(DATA LISTING)
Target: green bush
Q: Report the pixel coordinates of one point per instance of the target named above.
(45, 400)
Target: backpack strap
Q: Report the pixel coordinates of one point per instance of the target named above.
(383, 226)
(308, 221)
(End DATA LISTING)
TASK REQUIREMENTS — Extract, exactly, the lines above that begin at the line containing "Target: backpack strap" and end at the final line of the records; add no other text.

RESPONSE —
Target: backpack strap
Q: Report the pixel coordinates of one point per instance of the target named above.
(383, 226)
(308, 221)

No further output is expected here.